__DATA FOR PROCESSING__.
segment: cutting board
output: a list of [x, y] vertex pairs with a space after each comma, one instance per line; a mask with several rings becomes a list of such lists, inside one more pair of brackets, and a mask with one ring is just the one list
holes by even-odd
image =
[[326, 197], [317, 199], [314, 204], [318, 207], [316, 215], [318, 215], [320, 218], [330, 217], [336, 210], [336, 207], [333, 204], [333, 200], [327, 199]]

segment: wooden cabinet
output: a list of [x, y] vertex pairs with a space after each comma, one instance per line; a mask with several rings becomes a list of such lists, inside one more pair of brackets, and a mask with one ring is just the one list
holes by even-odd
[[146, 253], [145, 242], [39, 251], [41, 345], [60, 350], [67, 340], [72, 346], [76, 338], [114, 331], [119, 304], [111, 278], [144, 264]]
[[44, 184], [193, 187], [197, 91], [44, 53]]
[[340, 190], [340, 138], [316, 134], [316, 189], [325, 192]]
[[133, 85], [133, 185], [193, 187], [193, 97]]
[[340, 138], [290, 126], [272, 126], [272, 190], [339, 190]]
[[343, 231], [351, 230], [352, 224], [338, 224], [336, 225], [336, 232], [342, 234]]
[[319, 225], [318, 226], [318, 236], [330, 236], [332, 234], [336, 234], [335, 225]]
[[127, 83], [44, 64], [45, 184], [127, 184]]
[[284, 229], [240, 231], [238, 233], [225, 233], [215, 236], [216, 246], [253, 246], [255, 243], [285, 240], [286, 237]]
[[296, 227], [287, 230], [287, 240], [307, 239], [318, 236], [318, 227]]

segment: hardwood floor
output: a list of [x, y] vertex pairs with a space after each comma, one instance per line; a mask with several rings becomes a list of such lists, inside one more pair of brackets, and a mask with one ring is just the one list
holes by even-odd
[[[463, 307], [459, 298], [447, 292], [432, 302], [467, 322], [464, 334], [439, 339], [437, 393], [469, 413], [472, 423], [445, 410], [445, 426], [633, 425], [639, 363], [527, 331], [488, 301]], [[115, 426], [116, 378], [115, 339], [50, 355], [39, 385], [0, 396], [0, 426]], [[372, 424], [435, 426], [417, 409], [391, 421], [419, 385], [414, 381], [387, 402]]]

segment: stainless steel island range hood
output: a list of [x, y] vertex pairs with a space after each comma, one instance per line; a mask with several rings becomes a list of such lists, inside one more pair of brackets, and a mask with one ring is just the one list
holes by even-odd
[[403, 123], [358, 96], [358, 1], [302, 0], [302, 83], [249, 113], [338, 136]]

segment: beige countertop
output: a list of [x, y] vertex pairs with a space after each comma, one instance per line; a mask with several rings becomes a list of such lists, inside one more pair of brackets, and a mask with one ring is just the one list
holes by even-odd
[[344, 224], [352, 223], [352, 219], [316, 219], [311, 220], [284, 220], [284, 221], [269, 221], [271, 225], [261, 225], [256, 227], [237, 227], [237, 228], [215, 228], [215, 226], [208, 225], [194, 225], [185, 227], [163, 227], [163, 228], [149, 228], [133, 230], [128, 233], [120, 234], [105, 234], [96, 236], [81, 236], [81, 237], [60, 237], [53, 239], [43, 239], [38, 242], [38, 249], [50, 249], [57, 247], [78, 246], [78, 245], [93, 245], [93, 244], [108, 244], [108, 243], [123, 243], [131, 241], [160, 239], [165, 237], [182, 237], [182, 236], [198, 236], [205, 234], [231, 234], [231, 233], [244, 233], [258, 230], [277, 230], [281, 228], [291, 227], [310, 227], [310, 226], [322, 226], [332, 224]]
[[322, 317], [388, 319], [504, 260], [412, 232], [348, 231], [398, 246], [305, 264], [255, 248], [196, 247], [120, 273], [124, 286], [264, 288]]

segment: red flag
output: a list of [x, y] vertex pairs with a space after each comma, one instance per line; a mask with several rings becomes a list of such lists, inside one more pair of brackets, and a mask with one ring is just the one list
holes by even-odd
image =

__WORK TO COMPLETE__.
From the material above, retype precisely the lines between the line holding "segment: stainless steel island range hood" and the line holding "segment: beige countertop", inclusive, and nothing beyond them.

__WRITTEN REPLY__.
segment: stainless steel island range hood
output: a list of [x, y] vertex pairs with a space after each comma, one instance per line; a mask with several rings becomes a list of such lists, inside one more pair of brackets, and a mask with one ring is just the one list
holes by even-odd
[[403, 123], [358, 96], [358, 1], [302, 0], [302, 83], [249, 113], [338, 136]]

segment: beige countertop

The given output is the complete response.